→ **Exercise requirements**
Here the job is to return only the lines of the material, exactly, from the first one to the line with "box: [360, 244, 611, 308]".

*** Records Section Begins ***

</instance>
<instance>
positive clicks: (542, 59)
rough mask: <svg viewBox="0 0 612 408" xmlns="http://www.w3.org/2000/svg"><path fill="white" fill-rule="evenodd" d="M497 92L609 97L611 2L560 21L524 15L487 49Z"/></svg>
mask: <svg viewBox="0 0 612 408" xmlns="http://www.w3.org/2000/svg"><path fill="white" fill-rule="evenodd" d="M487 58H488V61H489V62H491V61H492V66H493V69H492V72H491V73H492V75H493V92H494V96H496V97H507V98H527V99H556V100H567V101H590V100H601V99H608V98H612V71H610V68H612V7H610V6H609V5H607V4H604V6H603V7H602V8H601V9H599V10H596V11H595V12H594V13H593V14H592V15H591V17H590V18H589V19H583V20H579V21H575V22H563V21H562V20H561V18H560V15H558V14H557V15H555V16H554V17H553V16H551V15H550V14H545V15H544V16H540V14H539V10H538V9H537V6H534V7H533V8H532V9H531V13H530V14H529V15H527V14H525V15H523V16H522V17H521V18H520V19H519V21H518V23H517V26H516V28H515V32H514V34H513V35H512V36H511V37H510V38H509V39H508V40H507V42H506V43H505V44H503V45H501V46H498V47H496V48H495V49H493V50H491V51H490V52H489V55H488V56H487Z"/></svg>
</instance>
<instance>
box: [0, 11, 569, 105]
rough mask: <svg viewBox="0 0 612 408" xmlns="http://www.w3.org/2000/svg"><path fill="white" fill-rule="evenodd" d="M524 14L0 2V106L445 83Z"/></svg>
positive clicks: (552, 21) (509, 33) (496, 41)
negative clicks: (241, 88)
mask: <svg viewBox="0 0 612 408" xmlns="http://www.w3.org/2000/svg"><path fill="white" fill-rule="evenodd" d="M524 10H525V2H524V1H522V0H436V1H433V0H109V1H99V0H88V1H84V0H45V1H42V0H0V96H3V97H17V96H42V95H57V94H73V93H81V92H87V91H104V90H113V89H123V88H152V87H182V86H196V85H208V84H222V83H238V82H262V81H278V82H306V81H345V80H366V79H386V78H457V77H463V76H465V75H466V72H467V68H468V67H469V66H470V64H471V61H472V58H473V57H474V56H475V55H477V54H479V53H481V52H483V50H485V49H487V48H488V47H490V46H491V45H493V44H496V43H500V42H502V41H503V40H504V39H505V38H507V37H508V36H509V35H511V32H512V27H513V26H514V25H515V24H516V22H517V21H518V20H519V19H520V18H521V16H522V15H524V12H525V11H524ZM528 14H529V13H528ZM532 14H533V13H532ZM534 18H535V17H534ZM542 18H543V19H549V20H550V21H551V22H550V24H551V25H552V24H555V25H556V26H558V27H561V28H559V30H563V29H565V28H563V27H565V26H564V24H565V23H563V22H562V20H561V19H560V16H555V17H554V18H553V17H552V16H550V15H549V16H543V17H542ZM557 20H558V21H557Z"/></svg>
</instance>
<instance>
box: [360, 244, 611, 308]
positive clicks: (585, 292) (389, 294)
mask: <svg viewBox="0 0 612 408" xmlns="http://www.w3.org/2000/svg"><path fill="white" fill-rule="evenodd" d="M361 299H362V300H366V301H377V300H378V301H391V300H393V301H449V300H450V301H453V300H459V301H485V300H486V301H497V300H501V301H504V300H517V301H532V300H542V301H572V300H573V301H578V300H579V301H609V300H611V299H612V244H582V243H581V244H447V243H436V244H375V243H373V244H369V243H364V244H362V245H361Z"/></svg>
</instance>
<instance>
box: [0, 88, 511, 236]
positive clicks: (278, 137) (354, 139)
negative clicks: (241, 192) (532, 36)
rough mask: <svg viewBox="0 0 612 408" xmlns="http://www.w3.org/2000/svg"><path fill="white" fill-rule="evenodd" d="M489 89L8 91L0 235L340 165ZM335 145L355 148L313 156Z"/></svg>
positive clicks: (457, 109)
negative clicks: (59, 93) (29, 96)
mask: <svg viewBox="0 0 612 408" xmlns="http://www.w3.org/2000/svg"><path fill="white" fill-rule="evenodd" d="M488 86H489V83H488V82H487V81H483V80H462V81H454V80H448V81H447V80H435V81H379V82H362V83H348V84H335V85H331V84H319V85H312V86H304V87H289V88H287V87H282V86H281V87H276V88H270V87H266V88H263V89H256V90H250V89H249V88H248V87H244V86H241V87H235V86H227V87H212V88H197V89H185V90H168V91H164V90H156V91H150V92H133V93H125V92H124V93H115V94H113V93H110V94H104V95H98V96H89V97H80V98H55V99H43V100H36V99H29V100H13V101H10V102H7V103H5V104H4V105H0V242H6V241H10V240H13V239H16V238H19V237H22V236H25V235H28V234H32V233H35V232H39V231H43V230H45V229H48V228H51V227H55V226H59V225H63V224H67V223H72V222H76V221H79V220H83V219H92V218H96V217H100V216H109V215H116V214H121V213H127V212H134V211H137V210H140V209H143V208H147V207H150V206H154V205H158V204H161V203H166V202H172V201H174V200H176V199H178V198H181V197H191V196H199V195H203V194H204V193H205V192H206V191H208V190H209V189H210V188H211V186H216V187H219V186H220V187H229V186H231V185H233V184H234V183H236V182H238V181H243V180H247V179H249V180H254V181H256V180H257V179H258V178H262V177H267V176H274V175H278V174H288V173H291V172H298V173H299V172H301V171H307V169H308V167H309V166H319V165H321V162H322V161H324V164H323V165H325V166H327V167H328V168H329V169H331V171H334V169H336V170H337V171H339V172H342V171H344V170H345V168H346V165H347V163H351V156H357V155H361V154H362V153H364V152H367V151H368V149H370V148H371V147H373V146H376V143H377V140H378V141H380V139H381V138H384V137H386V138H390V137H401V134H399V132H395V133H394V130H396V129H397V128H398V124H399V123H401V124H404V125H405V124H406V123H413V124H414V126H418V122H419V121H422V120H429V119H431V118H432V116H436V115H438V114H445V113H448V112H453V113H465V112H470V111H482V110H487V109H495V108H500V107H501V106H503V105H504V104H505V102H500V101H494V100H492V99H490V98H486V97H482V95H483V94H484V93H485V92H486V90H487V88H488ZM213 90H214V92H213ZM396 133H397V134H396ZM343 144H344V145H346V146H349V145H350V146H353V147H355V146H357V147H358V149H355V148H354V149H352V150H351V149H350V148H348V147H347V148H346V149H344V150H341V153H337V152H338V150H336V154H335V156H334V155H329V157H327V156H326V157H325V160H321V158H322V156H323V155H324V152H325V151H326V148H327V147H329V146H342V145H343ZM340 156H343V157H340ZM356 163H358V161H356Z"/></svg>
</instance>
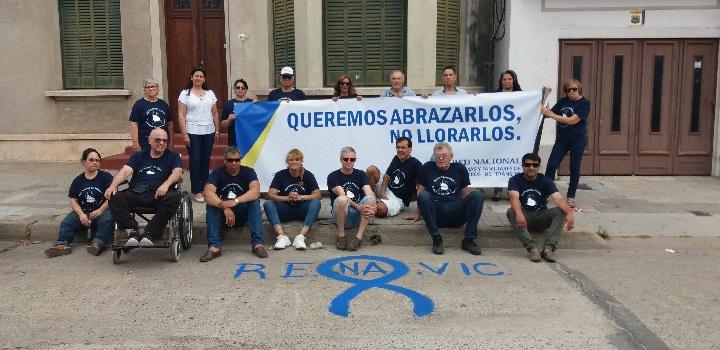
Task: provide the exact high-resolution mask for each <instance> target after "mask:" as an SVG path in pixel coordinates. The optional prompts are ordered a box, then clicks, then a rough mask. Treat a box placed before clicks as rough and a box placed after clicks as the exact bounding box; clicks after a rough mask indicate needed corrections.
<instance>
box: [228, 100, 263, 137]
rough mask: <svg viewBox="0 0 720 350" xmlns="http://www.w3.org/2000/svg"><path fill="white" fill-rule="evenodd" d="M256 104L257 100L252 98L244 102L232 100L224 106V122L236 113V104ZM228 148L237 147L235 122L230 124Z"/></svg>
mask: <svg viewBox="0 0 720 350" xmlns="http://www.w3.org/2000/svg"><path fill="white" fill-rule="evenodd" d="M252 102H255V100H253V99H251V98H246V99H244V100H242V101H240V100H237V99H234V98H233V99H231V100H230V101H228V102H227V103H225V106H223V113H222V120H227V118H228V117H230V114H233V113H235V104H236V103H252ZM228 146H237V141H235V121H234V120H232V121H230V123H229V124H228Z"/></svg>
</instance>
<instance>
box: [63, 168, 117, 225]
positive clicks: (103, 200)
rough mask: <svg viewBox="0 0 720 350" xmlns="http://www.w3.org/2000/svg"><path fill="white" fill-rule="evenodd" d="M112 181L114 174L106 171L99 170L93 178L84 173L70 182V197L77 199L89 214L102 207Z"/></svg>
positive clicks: (85, 210) (83, 210)
mask: <svg viewBox="0 0 720 350" xmlns="http://www.w3.org/2000/svg"><path fill="white" fill-rule="evenodd" d="M111 183H112V175H110V174H109V173H107V172H105V171H102V170H98V173H97V175H95V177H94V178H92V179H88V178H86V177H85V173H82V174H80V175H78V176H77V177H75V179H74V180H73V182H72V184H70V190H69V191H68V197H70V198H75V199H77V201H78V204H80V208H81V209H82V210H83V212H85V213H86V214H87V213H90V212H92V211H95V210H97V209H98V208H100V206H101V205H102V203H103V201H105V198H104V196H105V190H107V188H108V187H110V184H111Z"/></svg>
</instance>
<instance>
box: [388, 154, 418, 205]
mask: <svg viewBox="0 0 720 350" xmlns="http://www.w3.org/2000/svg"><path fill="white" fill-rule="evenodd" d="M421 167H422V163H420V161H419V160H417V158H415V157H410V158H408V159H407V160H406V161H404V162H401V161H400V158H398V156H395V157H393V160H392V161H391V162H390V165H389V166H388V169H387V171H386V172H385V174H387V175H388V176H389V177H390V182H388V190H390V191H392V193H393V194H395V196H397V197H398V198H400V199H402V201H403V204H405V206H408V205H410V200H411V199H412V196H413V194H414V193H415V183H416V180H417V174H418V172H419V171H420V168H421Z"/></svg>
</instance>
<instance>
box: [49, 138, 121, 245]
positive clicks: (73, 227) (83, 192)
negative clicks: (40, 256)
mask: <svg viewBox="0 0 720 350" xmlns="http://www.w3.org/2000/svg"><path fill="white" fill-rule="evenodd" d="M80 162H81V163H82V165H83V167H84V168H85V172H83V173H82V174H80V175H78V176H77V177H76V178H75V179H74V180H73V182H72V184H71V185H70V191H69V192H68V197H70V207H72V211H71V212H70V213H69V214H68V215H67V216H65V219H63V221H62V222H61V223H60V233H59V234H58V239H57V241H55V243H54V244H53V246H52V247H51V248H48V249H47V250H45V255H47V256H48V257H49V258H53V257H56V256H60V255H65V254H70V253H72V247H70V243H72V241H73V238H74V236H75V231H77V230H80V229H85V228H90V229H92V232H93V234H94V235H95V238H93V240H92V242H90V244H88V246H87V252H88V253H90V254H92V255H99V254H100V253H101V252H102V251H103V250H105V245H106V244H107V243H108V241H109V240H110V237H111V235H112V231H113V228H114V226H115V220H114V219H113V216H112V214H111V213H110V211H109V210H108V201H107V200H105V198H103V196H104V195H105V190H106V189H107V188H108V187H109V186H110V183H111V182H112V178H113V177H112V175H110V174H109V173H107V172H105V171H102V170H99V169H98V168H99V166H100V153H99V152H98V151H96V150H95V149H94V148H88V149H86V150H85V151H83V154H82V158H81V159H80Z"/></svg>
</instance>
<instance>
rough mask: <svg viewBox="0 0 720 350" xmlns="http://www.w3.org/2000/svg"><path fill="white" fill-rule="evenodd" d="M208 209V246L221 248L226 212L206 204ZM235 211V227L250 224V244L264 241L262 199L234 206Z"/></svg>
mask: <svg viewBox="0 0 720 350" xmlns="http://www.w3.org/2000/svg"><path fill="white" fill-rule="evenodd" d="M205 208H206V210H207V212H206V214H205V221H206V222H207V225H208V247H215V248H220V246H221V245H222V238H221V236H220V225H221V224H222V225H224V224H225V214H224V213H223V211H222V209H220V208H216V207H213V206H210V205H205ZM232 211H233V213H235V227H240V226H242V225H244V224H246V223H249V224H250V244H252V246H253V247H254V246H256V245H258V244H262V243H263V226H262V217H261V216H260V215H261V214H260V200H254V201H252V202H249V203H240V204H238V205H236V206H234V207H232Z"/></svg>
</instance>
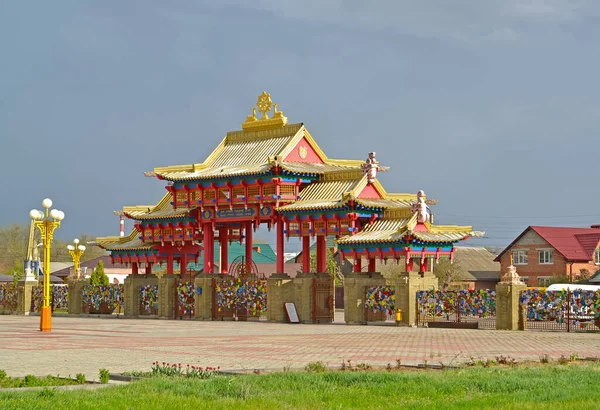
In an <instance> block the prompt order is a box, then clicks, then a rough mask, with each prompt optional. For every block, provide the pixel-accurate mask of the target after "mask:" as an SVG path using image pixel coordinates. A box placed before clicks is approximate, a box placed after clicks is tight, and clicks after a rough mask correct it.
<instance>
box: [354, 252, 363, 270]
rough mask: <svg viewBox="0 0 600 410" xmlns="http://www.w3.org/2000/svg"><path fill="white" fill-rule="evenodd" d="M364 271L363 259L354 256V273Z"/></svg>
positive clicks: (357, 256) (359, 257)
mask: <svg viewBox="0 0 600 410" xmlns="http://www.w3.org/2000/svg"><path fill="white" fill-rule="evenodd" d="M361 271H362V257H361V256H360V255H355V256H354V272H361Z"/></svg>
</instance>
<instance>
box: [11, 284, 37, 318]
mask: <svg viewBox="0 0 600 410" xmlns="http://www.w3.org/2000/svg"><path fill="white" fill-rule="evenodd" d="M28 279H29V278H26V279H25V280H20V281H19V282H18V284H17V292H18V294H17V312H16V313H17V315H29V313H30V310H31V292H32V291H33V287H34V286H38V281H37V280H28Z"/></svg>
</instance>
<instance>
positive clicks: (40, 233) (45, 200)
mask: <svg viewBox="0 0 600 410" xmlns="http://www.w3.org/2000/svg"><path fill="white" fill-rule="evenodd" d="M42 206H43V207H44V208H45V209H46V212H45V215H44V212H42V211H38V210H37V209H32V210H31V211H30V212H29V216H30V217H31V219H33V223H34V224H35V226H37V227H38V229H39V230H40V234H41V236H42V242H43V244H44V300H43V303H42V312H41V315H40V330H41V331H42V332H50V331H51V330H52V311H51V309H50V297H51V296H50V245H51V243H52V239H53V238H54V230H55V229H56V228H58V227H59V226H60V221H62V220H63V218H64V217H65V213H64V212H62V211H59V210H57V209H53V210H51V211H49V209H50V207H51V206H52V201H51V200H50V199H49V198H46V199H44V200H43V201H42ZM44 216H45V217H44ZM50 219H52V220H50Z"/></svg>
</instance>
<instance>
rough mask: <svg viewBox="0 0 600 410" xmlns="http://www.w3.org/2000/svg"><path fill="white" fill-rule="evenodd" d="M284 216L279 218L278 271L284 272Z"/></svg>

*** Records Section Ends ***

→ **Answer to the problem**
</instance>
<instance>
positive clicks: (542, 59)
rough mask: <svg viewBox="0 0 612 408" xmlns="http://www.w3.org/2000/svg"><path fill="white" fill-rule="evenodd" d="M497 92L609 97L611 2L560 21L524 15L487 49Z"/></svg>
mask: <svg viewBox="0 0 612 408" xmlns="http://www.w3.org/2000/svg"><path fill="white" fill-rule="evenodd" d="M487 58H488V61H489V62H491V61H492V66H493V69H492V72H491V73H492V75H493V92H494V96H496V97H507V98H527V99H556V100H567V101H590V100H601V99H608V98H612V71H610V68H612V7H610V6H609V5H607V4H604V6H603V7H602V8H601V9H599V10H596V11H595V12H594V13H593V14H592V15H591V17H590V18H589V19H583V20H579V21H575V22H563V21H562V20H561V18H560V15H558V14H557V15H555V16H554V17H553V16H551V15H550V14H545V15H544V16H540V14H539V10H538V9H537V6H534V7H533V8H532V9H531V13H530V14H529V15H527V14H525V15H523V16H522V17H521V18H520V19H519V21H518V23H517V26H516V28H515V32H514V34H513V35H512V36H511V37H510V38H509V39H508V40H507V42H506V43H505V44H503V45H501V46H498V47H496V48H495V49H493V50H491V51H490V52H489V55H488V56H487Z"/></svg>
</instance>
<instance>
box: [0, 11, 569, 105]
rough mask: <svg viewBox="0 0 612 408" xmlns="http://www.w3.org/2000/svg"><path fill="white" fill-rule="evenodd" d="M524 14L0 2V106L445 83Z"/></svg>
positive clicks: (552, 21) (509, 33) (496, 41)
negative clicks: (241, 88)
mask: <svg viewBox="0 0 612 408" xmlns="http://www.w3.org/2000/svg"><path fill="white" fill-rule="evenodd" d="M524 10H525V2H524V1H522V0H436V1H433V0H109V1H99V0H88V1H84V0H45V1H42V0H0V96H3V97H17V96H42V95H57V94H73V93H81V92H87V91H104V90H113V89H123V88H152V87H182V86H196V85H208V84H222V83H238V82H262V81H278V82H306V81H345V80H366V79H386V78H457V77H463V76H465V75H466V72H467V68H468V67H469V66H470V64H471V61H472V58H473V57H474V56H475V55H477V54H479V53H481V52H483V50H485V49H487V48H488V47H490V46H491V45H493V44H496V43H500V42H502V41H503V40H504V39H505V38H507V37H508V36H509V35H511V32H512V27H513V26H514V25H515V24H516V22H517V21H518V20H519V19H520V18H521V16H522V15H524V12H525V11H524ZM528 14H529V13H528ZM532 14H533V13H532ZM534 18H535V17H534ZM542 18H543V19H549V20H550V21H551V22H550V24H551V25H552V24H555V25H556V26H558V27H561V28H559V30H563V29H565V28H563V27H565V26H564V24H565V23H563V22H562V20H561V19H560V16H555V17H554V18H553V17H552V16H550V15H549V16H543V17H542ZM557 20H558V21H557Z"/></svg>
</instance>
<instance>
box: [360, 244, 611, 308]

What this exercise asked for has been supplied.